(Exercise data)

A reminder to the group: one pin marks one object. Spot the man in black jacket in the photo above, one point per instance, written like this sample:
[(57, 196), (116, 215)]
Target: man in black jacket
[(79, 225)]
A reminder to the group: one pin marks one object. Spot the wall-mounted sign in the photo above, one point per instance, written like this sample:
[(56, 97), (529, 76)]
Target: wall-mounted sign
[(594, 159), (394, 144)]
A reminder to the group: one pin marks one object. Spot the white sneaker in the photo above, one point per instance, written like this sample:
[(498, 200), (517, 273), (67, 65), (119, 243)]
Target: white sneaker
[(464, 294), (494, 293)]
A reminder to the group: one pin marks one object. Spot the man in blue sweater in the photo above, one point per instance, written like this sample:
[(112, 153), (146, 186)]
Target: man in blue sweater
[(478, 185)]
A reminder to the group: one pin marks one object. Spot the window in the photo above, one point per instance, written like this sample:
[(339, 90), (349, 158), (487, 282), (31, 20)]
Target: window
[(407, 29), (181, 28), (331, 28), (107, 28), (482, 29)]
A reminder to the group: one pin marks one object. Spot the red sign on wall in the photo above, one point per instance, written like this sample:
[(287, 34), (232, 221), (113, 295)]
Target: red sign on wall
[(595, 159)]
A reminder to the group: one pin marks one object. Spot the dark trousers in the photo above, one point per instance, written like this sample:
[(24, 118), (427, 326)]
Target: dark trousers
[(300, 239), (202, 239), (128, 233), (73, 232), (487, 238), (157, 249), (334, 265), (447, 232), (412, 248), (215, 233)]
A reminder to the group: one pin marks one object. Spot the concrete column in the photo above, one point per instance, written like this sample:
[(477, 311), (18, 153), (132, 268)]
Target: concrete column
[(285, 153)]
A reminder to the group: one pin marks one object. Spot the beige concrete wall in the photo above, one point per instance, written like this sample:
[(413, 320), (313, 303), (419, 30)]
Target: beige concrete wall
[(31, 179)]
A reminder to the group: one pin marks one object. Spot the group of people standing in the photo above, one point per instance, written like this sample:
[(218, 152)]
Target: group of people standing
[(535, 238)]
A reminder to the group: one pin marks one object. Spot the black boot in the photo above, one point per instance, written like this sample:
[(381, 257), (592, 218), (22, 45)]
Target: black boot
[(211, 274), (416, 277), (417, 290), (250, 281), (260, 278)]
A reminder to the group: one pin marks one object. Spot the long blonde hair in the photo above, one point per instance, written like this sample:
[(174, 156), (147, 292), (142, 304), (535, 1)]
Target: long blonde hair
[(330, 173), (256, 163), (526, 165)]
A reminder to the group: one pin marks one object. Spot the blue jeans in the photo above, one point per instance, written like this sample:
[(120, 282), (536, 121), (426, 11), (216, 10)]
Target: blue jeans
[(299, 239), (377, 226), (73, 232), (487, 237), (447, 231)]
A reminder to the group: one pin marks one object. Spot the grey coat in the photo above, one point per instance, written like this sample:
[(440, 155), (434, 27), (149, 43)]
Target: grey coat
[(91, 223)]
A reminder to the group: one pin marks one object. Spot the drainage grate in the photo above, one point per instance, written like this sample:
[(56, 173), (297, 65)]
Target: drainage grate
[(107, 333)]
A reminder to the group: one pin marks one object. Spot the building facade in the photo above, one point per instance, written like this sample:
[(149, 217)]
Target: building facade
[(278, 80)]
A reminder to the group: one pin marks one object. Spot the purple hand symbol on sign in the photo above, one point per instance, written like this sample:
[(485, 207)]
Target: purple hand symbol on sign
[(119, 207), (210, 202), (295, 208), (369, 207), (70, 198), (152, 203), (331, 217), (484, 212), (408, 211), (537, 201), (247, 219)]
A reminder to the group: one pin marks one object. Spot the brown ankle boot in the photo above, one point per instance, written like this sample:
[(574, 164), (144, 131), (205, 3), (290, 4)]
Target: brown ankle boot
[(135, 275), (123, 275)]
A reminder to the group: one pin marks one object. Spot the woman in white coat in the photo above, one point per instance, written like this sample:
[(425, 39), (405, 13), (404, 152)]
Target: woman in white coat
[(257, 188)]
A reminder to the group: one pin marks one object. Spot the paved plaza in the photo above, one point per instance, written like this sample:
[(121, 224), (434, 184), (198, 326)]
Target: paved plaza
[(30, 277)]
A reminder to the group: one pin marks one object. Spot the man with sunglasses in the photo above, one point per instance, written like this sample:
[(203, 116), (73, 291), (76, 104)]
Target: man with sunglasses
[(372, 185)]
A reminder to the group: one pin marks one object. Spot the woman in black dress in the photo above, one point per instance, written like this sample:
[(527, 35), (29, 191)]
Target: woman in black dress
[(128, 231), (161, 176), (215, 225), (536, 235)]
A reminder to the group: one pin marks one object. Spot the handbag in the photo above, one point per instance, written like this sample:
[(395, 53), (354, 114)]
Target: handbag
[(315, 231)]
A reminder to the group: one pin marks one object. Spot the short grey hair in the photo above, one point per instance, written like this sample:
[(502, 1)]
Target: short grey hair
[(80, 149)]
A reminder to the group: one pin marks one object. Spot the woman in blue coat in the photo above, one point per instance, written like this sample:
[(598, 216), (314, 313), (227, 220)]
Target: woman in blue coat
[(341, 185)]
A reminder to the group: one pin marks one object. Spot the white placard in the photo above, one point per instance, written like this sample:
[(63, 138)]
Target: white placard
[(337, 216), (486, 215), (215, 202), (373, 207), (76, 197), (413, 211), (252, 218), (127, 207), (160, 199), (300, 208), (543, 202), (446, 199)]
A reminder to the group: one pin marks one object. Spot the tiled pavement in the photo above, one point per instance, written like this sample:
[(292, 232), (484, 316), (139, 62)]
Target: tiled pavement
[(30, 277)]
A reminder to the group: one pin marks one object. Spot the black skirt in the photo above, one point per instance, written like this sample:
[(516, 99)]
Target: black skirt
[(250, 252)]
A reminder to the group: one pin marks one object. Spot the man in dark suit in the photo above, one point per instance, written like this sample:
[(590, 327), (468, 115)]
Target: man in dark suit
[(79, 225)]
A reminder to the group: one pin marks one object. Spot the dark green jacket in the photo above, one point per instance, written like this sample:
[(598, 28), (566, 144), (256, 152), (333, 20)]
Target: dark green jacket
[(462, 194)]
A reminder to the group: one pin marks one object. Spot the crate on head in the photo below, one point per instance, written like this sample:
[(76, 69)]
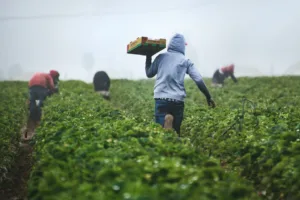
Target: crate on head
[(146, 46)]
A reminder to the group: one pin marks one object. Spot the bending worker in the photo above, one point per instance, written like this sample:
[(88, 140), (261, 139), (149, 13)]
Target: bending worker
[(39, 86), (102, 84), (221, 74)]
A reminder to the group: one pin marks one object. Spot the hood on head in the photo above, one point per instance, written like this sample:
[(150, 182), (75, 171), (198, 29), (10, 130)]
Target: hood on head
[(177, 43)]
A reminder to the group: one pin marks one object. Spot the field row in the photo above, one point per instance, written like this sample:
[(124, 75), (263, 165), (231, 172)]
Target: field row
[(85, 149)]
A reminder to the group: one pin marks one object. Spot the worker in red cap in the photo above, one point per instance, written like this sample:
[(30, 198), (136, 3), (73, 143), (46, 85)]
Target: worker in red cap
[(221, 74), (39, 86)]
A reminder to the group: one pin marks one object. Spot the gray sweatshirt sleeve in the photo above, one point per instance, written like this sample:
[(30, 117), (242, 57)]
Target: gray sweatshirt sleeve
[(197, 78), (151, 68)]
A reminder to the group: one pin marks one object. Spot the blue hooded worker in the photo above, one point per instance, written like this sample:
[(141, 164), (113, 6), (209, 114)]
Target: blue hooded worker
[(169, 91)]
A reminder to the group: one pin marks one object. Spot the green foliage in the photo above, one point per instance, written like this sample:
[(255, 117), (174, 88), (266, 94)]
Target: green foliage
[(12, 116), (254, 131), (85, 149)]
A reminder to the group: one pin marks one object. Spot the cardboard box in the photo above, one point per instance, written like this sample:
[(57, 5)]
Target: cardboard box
[(144, 46)]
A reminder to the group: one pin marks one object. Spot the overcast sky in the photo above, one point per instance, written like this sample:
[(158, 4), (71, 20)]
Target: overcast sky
[(260, 36)]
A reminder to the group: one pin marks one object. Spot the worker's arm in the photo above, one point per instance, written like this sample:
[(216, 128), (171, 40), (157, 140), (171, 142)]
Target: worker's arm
[(50, 82), (197, 78), (233, 77), (151, 68)]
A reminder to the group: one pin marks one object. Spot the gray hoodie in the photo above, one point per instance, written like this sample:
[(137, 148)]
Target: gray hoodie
[(170, 68)]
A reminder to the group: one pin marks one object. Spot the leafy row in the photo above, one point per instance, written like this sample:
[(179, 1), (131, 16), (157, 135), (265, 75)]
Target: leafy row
[(255, 129), (85, 149), (12, 117)]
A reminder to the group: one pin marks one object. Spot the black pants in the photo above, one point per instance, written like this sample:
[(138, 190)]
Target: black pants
[(37, 96), (164, 107)]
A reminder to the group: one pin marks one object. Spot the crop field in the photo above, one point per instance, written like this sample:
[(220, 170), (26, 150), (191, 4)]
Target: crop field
[(248, 147)]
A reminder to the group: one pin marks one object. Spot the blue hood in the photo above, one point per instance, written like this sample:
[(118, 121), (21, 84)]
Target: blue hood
[(177, 43)]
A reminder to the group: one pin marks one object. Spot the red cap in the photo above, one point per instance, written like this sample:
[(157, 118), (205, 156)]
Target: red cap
[(54, 73)]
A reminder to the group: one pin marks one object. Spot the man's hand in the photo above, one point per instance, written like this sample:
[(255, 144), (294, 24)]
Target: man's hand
[(211, 103)]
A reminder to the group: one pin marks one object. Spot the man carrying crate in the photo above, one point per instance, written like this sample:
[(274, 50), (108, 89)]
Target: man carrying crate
[(169, 91)]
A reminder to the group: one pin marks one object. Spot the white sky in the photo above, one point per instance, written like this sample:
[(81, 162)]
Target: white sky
[(44, 34)]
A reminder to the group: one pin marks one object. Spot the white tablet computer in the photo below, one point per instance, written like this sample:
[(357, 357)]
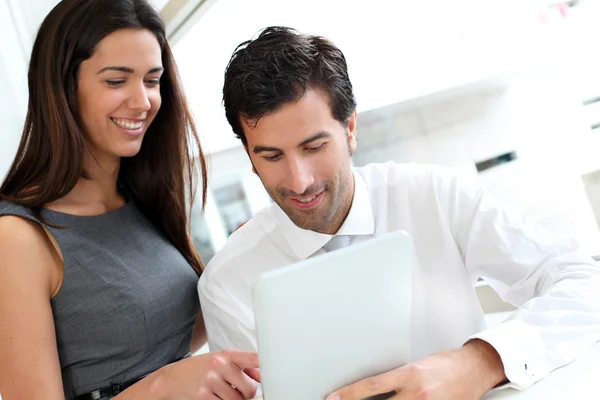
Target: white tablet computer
[(334, 319)]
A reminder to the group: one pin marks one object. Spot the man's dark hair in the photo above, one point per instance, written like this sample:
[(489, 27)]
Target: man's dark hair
[(277, 68)]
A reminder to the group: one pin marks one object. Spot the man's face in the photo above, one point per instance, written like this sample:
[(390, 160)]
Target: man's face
[(302, 155)]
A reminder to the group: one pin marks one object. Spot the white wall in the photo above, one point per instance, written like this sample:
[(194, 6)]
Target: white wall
[(546, 131), (13, 86)]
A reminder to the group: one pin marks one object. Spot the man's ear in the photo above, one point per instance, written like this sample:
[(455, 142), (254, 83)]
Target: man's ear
[(352, 131), (248, 153)]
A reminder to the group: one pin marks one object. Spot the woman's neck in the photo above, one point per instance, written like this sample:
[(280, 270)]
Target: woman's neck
[(96, 194)]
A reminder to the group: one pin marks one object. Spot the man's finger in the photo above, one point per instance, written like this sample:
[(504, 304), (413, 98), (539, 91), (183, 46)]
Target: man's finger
[(253, 373), (243, 359), (380, 384)]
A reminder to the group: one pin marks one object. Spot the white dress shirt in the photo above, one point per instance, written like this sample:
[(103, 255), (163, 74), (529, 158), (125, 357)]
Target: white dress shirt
[(459, 234)]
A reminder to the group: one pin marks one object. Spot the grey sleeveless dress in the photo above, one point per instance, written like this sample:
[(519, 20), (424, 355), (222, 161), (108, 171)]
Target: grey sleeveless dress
[(128, 302)]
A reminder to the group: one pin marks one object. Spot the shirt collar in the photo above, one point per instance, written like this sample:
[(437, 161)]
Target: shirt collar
[(359, 221)]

(Your objective) From the listing above, copy out verbatim the part that opens with the line containing "the red sign" and closes with the line containing "[(330, 173), (256, 163), (526, 165)]", including both of those lines.

(Finished task)
A reminder to the group: one pin marks one object. Spot the red sign on wall in the photo above, one point per instance, written like this sample:
[(287, 34), (232, 221), (113, 295)]
Target: red sign on wall
[(595, 159)]
A reminder to the group: one pin marks one object. Spot the dark trousers in the photo above, one point per instance, written like this sample:
[(24, 118), (427, 326)]
Target: dark trousers
[(300, 239), (202, 239), (128, 233), (73, 232), (487, 238), (157, 249), (334, 265), (447, 232), (412, 248), (215, 233)]
A reminder to the group: one pin marks one object. Spot the concrete column in the photo above, one point per instance, written like this sample:
[(477, 311), (18, 153), (132, 268)]
Target: concrete column
[(285, 153)]
A reminder to the group: one pin marks one object. Spot the beige concrete wall in the photo above, one point per instance, written like this sample:
[(413, 320), (313, 303), (419, 30)]
Target: beige concrete wall
[(31, 179)]
A reminder to the group: one pin marks one object. Spot the group of people standing in the photo above, one point per instance, written like this sample:
[(218, 152)]
Target: group of people standing
[(535, 238)]
A reminder to the group: one pin marks one object. Spot the black boot in the photo above, one point per instance, written like this sample:
[(381, 257), (592, 218), (22, 45)]
Target: black boot
[(211, 274), (416, 277), (417, 290), (250, 281), (260, 278)]
A reminder to the group: one pin marks one object. Spot the long blonde hair in the photo above, one point per instance, written like this sample:
[(174, 156), (147, 292), (142, 304), (535, 1)]
Target: long blonde hair
[(330, 173), (256, 163), (526, 165)]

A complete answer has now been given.